Set problem: Copy every one of the rows below line for line, without changing a character, and leave the pictures out of your copy.

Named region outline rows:
━━━━

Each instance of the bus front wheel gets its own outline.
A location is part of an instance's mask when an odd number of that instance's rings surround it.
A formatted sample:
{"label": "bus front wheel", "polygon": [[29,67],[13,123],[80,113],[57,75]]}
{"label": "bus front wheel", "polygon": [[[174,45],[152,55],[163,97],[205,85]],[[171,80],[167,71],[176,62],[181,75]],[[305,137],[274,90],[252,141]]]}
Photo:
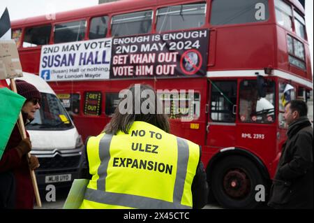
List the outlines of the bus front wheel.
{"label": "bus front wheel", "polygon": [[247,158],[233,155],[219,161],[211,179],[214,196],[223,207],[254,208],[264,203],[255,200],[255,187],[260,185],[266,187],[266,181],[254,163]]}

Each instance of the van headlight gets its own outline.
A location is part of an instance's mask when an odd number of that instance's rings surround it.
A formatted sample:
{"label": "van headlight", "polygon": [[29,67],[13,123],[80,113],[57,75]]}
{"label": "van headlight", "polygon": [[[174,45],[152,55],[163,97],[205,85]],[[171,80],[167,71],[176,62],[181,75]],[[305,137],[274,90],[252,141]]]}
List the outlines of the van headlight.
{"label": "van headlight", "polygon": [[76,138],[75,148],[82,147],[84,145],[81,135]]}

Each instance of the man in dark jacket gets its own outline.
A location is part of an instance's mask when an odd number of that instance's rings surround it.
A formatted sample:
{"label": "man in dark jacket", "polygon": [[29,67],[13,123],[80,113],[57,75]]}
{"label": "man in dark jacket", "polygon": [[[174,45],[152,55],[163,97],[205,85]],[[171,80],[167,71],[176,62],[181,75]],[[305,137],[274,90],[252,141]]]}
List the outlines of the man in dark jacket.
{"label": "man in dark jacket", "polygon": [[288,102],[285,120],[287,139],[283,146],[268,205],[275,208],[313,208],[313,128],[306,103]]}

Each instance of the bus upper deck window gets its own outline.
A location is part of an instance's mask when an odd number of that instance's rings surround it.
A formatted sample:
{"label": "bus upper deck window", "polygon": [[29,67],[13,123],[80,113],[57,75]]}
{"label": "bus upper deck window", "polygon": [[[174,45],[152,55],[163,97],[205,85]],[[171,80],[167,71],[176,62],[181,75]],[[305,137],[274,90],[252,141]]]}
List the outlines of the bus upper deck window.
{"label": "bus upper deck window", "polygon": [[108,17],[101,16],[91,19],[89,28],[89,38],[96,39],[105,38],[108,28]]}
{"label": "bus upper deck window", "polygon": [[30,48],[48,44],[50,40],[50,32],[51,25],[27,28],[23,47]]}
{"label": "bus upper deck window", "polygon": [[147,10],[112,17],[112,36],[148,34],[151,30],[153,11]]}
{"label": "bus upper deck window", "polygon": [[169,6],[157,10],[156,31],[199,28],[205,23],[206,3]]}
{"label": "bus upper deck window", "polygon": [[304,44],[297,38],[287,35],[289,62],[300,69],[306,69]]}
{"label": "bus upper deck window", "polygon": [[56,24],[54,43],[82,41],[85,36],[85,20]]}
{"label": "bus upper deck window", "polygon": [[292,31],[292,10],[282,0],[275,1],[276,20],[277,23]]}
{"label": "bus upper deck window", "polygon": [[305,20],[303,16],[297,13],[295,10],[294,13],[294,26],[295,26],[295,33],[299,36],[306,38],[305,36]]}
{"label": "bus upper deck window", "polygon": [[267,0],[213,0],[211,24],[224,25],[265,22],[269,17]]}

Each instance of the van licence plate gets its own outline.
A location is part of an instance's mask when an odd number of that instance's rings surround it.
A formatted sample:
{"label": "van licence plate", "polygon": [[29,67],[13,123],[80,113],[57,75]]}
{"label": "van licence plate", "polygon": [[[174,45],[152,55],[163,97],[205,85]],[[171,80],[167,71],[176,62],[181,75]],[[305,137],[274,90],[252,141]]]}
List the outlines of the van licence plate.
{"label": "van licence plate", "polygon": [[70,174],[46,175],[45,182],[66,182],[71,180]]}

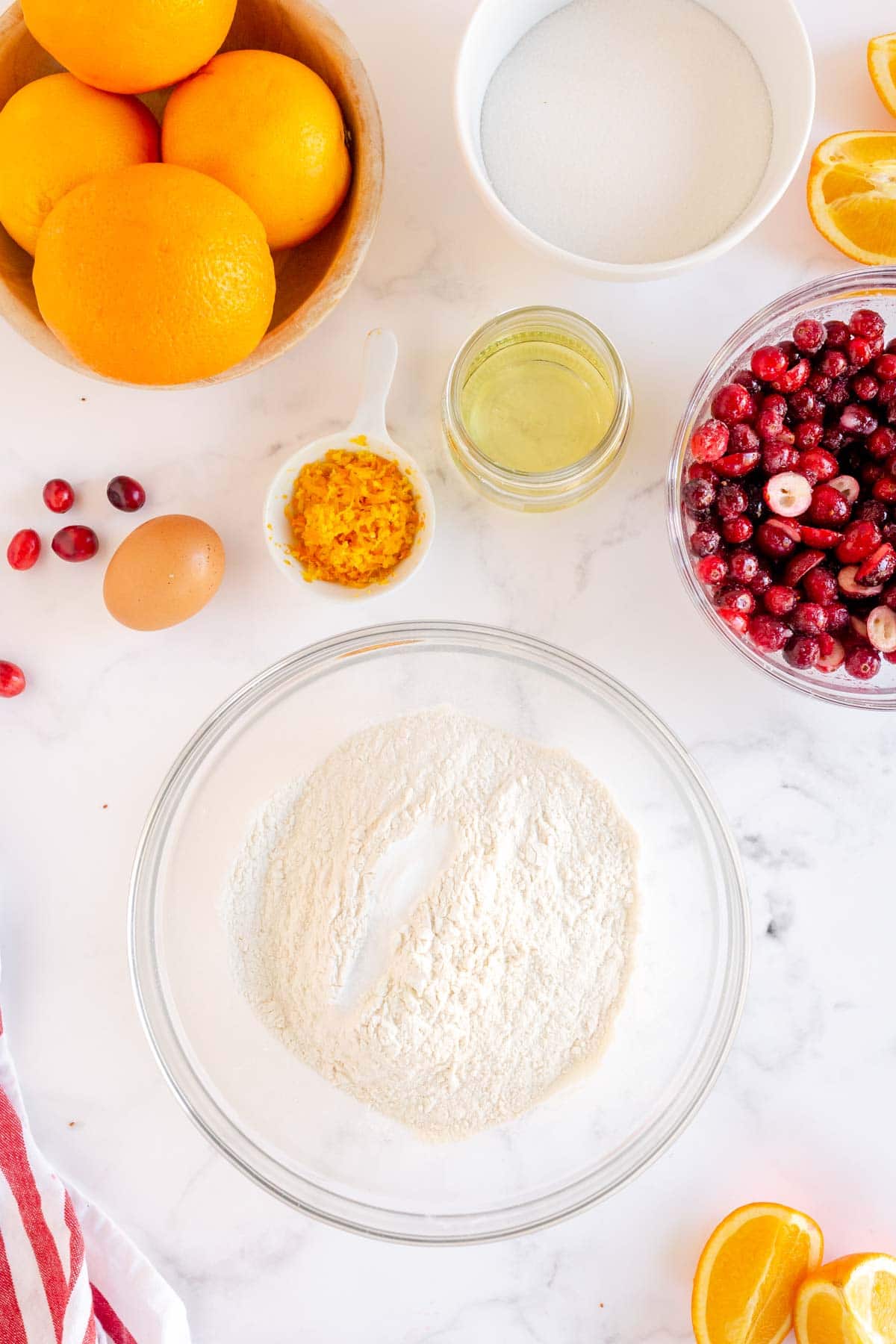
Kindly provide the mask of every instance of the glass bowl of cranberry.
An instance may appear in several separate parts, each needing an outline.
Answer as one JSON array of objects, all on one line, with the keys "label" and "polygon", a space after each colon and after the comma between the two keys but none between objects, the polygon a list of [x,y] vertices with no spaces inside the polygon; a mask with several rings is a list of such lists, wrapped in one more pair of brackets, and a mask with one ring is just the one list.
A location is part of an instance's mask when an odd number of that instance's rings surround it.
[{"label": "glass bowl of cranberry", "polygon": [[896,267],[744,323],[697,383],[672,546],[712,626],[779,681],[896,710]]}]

━━━━

Expected output:
Each instance of the bus front wheel gets its own outline.
A location is part of an instance's mask when an odd number of that instance's rings surround it.
A formatted sample:
{"label": "bus front wheel", "polygon": [[29,67],[13,123],[80,113],[57,75]]}
{"label": "bus front wheel", "polygon": [[[174,45],[152,55],[163,97],[205,85]],[[171,80],[167,71],[176,62],[181,75]],[[305,137],[274,90],[252,141]]]}
Photo:
List the outlines of the bus front wheel.
{"label": "bus front wheel", "polygon": [[247,158],[233,155],[219,161],[211,179],[214,196],[223,207],[254,208],[264,203],[255,200],[255,187],[260,185],[266,187],[266,181],[254,163]]}

Each instance of the van headlight gets its own outline.
A location is part of an instance's mask when an odd number of that instance's rings surround it.
A formatted sample:
{"label": "van headlight", "polygon": [[29,67],[13,123],[80,113],[57,75]]}
{"label": "van headlight", "polygon": [[[174,45],[152,55],[163,97],[205,85]],[[171,80],[167,71],[176,62],[181,75]],[[305,137],[274,90],[252,141]]]}
List the outlines of the van headlight.
{"label": "van headlight", "polygon": [[76,138],[75,148],[82,147],[84,145],[81,135]]}

Each instance of the man in dark jacket gets its own outline.
A location is part of an instance's mask when an odd number of that instance's rings surround it.
A formatted sample:
{"label": "man in dark jacket", "polygon": [[29,67],[13,123],[80,113],[57,75]]}
{"label": "man in dark jacket", "polygon": [[[174,45],[152,55],[163,97],[205,85]],[[171,80],[167,71],[176,62],[181,75]],[[305,137],[274,90],[252,141]]]}
List the outlines of the man in dark jacket.
{"label": "man in dark jacket", "polygon": [[288,102],[285,120],[287,139],[283,146],[268,205],[275,208],[313,208],[313,128],[306,103]]}

Each instance of the bus upper deck window gets its own outline.
A location is part of an instance's mask when an odd number of that instance's rings surround it.
A formatted sample:
{"label": "bus upper deck window", "polygon": [[29,67],[13,123],[80,113],[57,75]]}
{"label": "bus upper deck window", "polygon": [[[174,45],[152,55],[163,97],[205,85]],[[171,80],[167,71],[176,62],[181,75]],[[305,137],[274,90],[252,141]]]}
List the outlines of the bus upper deck window.
{"label": "bus upper deck window", "polygon": [[108,17],[101,16],[91,19],[89,28],[89,38],[96,39],[105,38],[108,28]]}
{"label": "bus upper deck window", "polygon": [[30,48],[48,44],[50,40],[50,32],[51,25],[27,28],[23,47]]}
{"label": "bus upper deck window", "polygon": [[147,10],[112,17],[112,36],[148,34],[151,30],[153,11]]}
{"label": "bus upper deck window", "polygon": [[169,6],[157,10],[156,31],[199,28],[205,23],[206,3]]}
{"label": "bus upper deck window", "polygon": [[304,44],[297,38],[287,35],[289,62],[300,69],[306,69]]}
{"label": "bus upper deck window", "polygon": [[56,24],[54,43],[82,41],[85,36],[85,20]]}
{"label": "bus upper deck window", "polygon": [[292,31],[292,10],[282,0],[275,1],[276,20],[277,23]]}
{"label": "bus upper deck window", "polygon": [[305,20],[303,16],[297,13],[295,10],[294,13],[294,26],[295,26],[295,33],[299,36],[306,38],[305,36]]}
{"label": "bus upper deck window", "polygon": [[267,0],[213,0],[211,24],[224,25],[265,22],[269,17]]}

Each instance of the van licence plate gets its own outline.
A location is part of an instance's mask when an odd number of that instance's rings surround it.
A formatted sample:
{"label": "van licence plate", "polygon": [[29,67],[13,123],[80,113],[57,75]]}
{"label": "van licence plate", "polygon": [[[174,45],[152,55],[163,97],[205,85]],[[171,80],[167,71],[176,62],[181,75]],[[305,137],[274,90],[252,141]]]}
List the outlines of the van licence plate.
{"label": "van licence plate", "polygon": [[70,174],[46,175],[45,182],[66,182],[71,180]]}

Kindly provide the mask of every instance of the glass bowl of cranberry.
An instance may appear in several separate parts, each needing an outline.
Answer as one JSON array of objects, all on one line, with the keys "label" and "polygon", a space after each colon and after the comma between the two keys but none between objects, the polygon a list of [x,y] vertices with no spaces inside the polygon; a mask with several rings is a list of such lists, wrapped in one more pair of brackets, and a mask with one ring is just the one list.
A location is part of an instance's mask when an odd number of that instance's rings surround it.
[{"label": "glass bowl of cranberry", "polygon": [[896,267],[744,323],[697,383],[672,546],[712,626],[779,681],[896,710]]}]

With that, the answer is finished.